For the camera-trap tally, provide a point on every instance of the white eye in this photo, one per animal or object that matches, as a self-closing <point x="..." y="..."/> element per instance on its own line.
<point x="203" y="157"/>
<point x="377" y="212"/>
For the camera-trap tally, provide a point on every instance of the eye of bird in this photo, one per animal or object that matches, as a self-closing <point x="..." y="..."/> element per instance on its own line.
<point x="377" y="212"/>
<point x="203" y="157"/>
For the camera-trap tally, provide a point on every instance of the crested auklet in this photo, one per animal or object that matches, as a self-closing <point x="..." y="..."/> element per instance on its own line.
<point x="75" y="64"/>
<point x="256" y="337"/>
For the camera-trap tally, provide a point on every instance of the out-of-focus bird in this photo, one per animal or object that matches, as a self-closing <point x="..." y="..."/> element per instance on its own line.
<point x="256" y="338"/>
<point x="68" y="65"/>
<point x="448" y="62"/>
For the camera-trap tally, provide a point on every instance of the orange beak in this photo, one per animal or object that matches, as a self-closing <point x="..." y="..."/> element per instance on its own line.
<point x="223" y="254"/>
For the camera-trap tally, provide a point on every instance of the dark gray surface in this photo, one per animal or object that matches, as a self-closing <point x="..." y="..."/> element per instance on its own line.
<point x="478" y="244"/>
☆ ☆ ☆ ☆
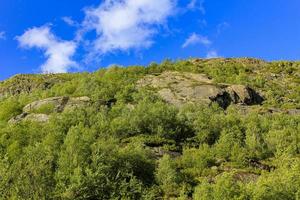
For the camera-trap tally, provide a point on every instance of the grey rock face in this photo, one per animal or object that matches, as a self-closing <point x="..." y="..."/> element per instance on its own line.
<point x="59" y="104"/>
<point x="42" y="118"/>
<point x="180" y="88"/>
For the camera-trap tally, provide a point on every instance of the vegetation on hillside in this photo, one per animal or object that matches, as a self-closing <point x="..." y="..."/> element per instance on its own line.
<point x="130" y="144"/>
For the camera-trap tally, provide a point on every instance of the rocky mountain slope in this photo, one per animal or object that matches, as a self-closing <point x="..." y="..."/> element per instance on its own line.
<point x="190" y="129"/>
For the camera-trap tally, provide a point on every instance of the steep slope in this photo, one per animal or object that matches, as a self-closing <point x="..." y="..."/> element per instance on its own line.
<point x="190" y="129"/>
☆ ☆ ☆ ☆
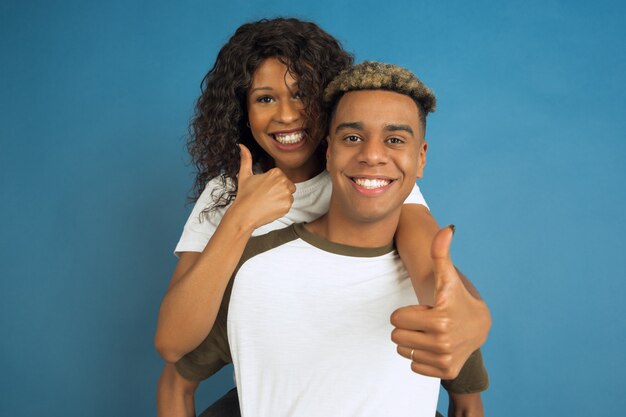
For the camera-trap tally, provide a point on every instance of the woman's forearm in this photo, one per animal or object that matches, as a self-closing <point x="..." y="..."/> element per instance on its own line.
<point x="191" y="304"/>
☆ ☆ ☆ ☆
EXERCISE AIM »
Which lines in the records above contain the word "slope"? Select each of them and copy it out in full.

WRITTEN ANSWER »
For the camera-trap tally, provide a point on every instance of the rocky mountain slope in this photo, one per animal or object that matches, as a self-closing <point x="..." y="..."/> element per instance on its own line.
For the camera-trap tally, provide a point on every instance of the steep slope in this photo, one per animal or object that matches, as a self-closing <point x="..." y="..."/> element per instance on its own line.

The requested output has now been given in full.